● **Excerpt**
##############################

Electrochemical aptasensors and point-of-care testing devices show promise but remain in early development, with substantial validation gaps. A portable, integrated, duplex, label-free electrochemical immunosensor demonstrated excellent performance in controlled conditions, achieving detection limits of 7.1-4.0 pg/mL for zearalenone and deoxynivalenol, respectively. However, such studies typically involve small cohorts of clinical samples and often lack independent external validation in independent populations—a critical requirement for diagnostic test qualification.
Matrix Effects, Cross-Reactivity, Standardization Failures in Laboratory Analysis
MATRIX-DEPENDENT ANALYTICAL PERFORMANCE VARIABILITY
One of the most poorly appreciated yet critically important limitations of mycotoxin testing is the phenomenon of matrix effects—the alteration of analyte response by co-extracted components in complex biological or food samples. Matrix effects are not merely technical nuisances but rather fundamentally compromise the validity of quantification across different sample types.
Studies comparing analytical performance across multiple food matrices revealed that recoveries and matrix effects were constant over 23 orders of magnitude of analyte concentration in only some matrices (figs and maize). In contrast, limits of quantification varied by 2-90 for 90% of the investigated compounds. This variability means that limits of quantification established in one matrix do not reliably predict analytical performance in another, necessitating matrix-specific validation that is often not conducted in routine laboratory practice.
Ionization suppression or enhancement in mass spectrometry-based methods can alter measured analyte concentrations by 30% or more, depending on co-eluting substances. For example, in the analysis of mycotoxins in medicinal herbs, matrix effects resulted in signal enhancement of 24% in one herb species (Melissa officinalis) but 46% signal suppression in another (Malva sylvestris), indicating that matrix-matched calibration using a single herb matrix yields systematic quantification errors in the analysis of the other.
LACK OF HARMONIZED STANDARDS AND REFERENCE MATERIALS
The absence of internationally harmonized analytical standards and certified reference materials for mycotoxin analysis represents a systemic failure that undermines comparability across laboratories and over time. A survey of 19 control, commercial, and research laboratories from 12 countries participating in proficiency testing revealed substantial variability in analytical capabilities and methods.
Critically, definitions of the limits of detection (LOD) and limits of quantification (LOQ) were not harmonized across laboratories. The signal-to-noise ratio criterion, used by 40% of laboratories, represents only one of multiple possible definitions, leading to systematic non-comparability of results between laboratories. This fundamental definitional inconsistency means that an LOQ reported by one laboratory is not directly comparable to that reported by another, rendering comparative risk assessment across populations or time periods unreliable.

##############################

● **Tasks and exercises**
a - In the excerpt on mycotoxin testing, which herb species showed 46% signal suppression from matrix effects?
b - Continue the excerpt on mycotoxin testing from where it stops.

##############################

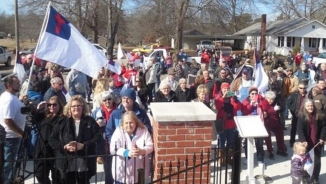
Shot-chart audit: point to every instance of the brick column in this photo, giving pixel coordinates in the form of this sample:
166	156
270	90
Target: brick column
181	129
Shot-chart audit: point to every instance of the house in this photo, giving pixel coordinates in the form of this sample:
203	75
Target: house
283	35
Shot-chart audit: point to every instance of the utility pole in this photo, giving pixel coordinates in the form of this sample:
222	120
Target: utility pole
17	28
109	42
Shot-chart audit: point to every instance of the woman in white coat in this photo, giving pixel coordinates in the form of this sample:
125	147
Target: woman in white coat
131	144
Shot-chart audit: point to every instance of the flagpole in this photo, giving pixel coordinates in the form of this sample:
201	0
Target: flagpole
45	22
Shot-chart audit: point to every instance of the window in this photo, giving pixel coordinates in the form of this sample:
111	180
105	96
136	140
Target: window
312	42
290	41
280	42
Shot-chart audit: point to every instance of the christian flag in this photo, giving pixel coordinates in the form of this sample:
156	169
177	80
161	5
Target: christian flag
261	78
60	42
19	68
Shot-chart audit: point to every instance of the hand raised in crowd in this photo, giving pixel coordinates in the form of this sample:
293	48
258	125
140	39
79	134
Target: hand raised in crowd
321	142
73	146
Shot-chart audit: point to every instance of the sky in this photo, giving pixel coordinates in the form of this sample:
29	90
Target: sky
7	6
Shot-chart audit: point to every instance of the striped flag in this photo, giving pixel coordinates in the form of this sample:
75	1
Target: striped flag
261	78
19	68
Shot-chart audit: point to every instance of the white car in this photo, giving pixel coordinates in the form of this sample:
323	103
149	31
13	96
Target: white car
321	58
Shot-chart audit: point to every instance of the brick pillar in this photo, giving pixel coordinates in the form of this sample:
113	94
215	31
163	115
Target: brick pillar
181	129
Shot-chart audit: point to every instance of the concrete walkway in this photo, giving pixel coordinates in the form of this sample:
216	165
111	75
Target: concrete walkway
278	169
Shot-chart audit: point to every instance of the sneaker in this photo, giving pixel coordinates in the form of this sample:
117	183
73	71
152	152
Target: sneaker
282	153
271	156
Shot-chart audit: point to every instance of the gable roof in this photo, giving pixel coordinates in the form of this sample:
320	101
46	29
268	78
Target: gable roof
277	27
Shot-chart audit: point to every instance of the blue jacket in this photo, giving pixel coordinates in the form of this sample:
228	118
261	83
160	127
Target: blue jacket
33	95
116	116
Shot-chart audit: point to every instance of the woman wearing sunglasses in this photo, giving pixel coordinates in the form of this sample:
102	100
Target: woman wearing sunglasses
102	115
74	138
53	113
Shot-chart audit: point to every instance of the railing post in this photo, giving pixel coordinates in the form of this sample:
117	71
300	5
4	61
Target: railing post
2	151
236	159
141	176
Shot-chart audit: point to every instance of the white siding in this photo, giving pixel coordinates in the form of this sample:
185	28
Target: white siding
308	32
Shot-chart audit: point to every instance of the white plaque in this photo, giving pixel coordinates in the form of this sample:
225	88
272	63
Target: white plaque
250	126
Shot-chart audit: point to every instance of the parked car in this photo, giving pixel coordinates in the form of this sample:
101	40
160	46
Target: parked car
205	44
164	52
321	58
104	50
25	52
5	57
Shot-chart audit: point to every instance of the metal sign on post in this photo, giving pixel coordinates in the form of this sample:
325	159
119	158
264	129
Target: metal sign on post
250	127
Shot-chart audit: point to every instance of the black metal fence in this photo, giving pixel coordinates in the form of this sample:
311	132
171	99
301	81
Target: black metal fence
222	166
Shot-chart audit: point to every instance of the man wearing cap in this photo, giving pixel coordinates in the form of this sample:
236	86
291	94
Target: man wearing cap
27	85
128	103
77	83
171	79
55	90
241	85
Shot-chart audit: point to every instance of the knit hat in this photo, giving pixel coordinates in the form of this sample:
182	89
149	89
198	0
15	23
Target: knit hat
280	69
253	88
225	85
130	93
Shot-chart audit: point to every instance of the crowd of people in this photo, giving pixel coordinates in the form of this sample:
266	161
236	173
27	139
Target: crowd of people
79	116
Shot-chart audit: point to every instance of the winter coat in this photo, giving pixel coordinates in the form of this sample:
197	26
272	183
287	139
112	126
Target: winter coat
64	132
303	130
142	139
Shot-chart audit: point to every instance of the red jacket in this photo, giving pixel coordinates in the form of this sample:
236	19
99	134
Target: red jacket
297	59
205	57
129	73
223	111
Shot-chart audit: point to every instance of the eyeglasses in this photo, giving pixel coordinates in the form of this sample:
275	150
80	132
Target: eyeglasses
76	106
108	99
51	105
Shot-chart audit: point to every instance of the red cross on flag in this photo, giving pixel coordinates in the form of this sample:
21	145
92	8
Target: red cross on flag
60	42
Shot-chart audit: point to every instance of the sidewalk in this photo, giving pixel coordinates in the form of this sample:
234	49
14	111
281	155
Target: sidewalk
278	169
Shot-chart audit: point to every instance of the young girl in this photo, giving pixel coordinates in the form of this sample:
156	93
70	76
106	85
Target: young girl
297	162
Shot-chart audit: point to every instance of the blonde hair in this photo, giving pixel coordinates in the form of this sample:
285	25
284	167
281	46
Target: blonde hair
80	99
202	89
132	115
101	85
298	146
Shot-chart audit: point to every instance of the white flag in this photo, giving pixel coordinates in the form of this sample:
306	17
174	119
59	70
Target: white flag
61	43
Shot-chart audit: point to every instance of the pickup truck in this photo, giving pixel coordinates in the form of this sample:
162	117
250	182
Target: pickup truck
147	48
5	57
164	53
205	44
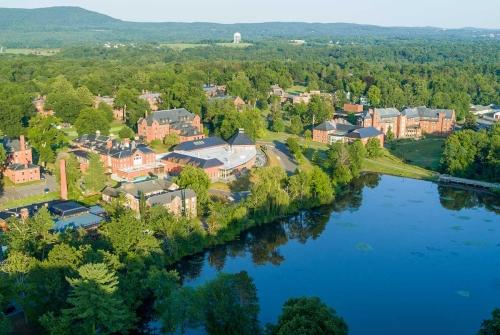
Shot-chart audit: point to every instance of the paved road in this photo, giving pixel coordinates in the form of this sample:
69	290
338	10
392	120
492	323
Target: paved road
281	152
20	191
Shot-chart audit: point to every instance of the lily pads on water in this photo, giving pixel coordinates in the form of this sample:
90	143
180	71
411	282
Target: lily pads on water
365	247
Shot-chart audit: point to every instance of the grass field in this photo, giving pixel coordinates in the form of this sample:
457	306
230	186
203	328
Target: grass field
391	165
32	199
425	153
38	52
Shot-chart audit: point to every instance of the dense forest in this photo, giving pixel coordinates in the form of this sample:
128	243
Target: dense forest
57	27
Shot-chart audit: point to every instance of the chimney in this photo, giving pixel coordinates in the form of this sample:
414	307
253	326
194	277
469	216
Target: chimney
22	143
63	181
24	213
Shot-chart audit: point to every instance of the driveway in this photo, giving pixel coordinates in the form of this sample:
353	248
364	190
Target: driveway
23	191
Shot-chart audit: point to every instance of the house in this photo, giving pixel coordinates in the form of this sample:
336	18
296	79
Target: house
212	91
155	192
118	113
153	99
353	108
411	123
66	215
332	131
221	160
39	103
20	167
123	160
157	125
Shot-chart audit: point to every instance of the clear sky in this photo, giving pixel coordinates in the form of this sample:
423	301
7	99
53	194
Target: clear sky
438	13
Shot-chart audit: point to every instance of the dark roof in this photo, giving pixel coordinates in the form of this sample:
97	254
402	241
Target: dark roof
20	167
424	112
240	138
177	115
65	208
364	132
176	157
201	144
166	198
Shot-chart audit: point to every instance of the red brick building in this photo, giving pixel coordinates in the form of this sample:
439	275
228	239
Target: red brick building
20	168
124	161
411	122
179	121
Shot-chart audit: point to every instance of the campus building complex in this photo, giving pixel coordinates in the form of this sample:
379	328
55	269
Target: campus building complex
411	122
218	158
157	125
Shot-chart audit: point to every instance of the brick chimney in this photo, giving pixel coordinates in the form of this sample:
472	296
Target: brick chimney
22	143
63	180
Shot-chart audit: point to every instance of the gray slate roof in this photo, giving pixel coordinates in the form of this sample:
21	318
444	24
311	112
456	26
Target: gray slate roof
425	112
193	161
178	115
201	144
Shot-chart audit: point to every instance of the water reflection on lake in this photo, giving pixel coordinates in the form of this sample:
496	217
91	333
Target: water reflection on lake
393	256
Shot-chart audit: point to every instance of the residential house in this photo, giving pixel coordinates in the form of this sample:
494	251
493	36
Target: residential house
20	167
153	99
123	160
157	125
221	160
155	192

##############################

● **Solved tasks**
a - Malva sylvestris

b -
STANDARDIZATION FAILURES AND VALIDATION INADEQUACIES
Despite the existence of Commission Regulation 401/2006 in the European Union, which specifies analytical acceptance criteria for mycotoxin testing, substantial variability persists in actual laboratory practice. The use of mycotoxin methodology in practice demonstrates a need for systematic harmonization, particularly in sample preparation, cleanup procedures, and quality control.
A critical issue is the lack of standardized approaches for handling masked or modified mycotoxins—metabolites conjugated by plants or animals that conventional methods may fail to detect. The current systematic definition acknowledges four hierarchical levels of mycotoxin modification, yet most routine laboratories lack adequate procedures to detect these forms, leading to systematic underestimation of total human exposure.
Human Biomonitoring Challenges: From Sample Collection to Interpretation
BIOMAKER SELECTION AND TOXICOKINETIC UNCERTAINTIES
Human biomonitoring of mycotoxin exposure through analysis of blood, plasma, serum, or urine represents an appealing approach to assess individual-level exposure, theoretically circumventing limitations of food consumption data. However, this strategy encounters substantial methodological pitfalls that limit its clinical utility.
The selection of appropriate biomarkers involves complex toxicokinetic considerations that are incompletely characterized by most mycotoxins. While aflatoxin B1-lysine (AFB1-lys) and ochratoxin A (OTA) in plasma are among the most widely studied biomarkers, substantial uncertainties remain regarding their quantitative relationships to external dose, inter-individual variability in toxicokinetics, and the proportion of exposure reflected in circulating biomarkers. For many mycotoxins, toxicokinetic parameters including clearance rates, transfer rates to urine or milk, and tissue distribution remain poorly characterized in humans.
A large human biomonitoring study of pregnant women in The Netherlands illustrates both the prevalence and the interpretive limitations of urinary mycotoxin measurements. In that cohort, total deoxynivalenol, total zearalenone, and ochratoxin A were among the most frequently detected analytes, with high detection frequencies reported across samples.
However, frequent detection at the population level does not equate to a quantitative assessment of individual exposure or internal biologically effective dose. Variability in absorption, metabolism, excretion, and timing of sample collection relative to exposure introduces substantial uncertainty, such that measured urinary concentrations cannot be reliably translated into external intake, tissue burden, or health risk for individual subjects. These limitations constrain the clinical interpretability of such measurements, particularly when applied outside controlled epidemiological contexts.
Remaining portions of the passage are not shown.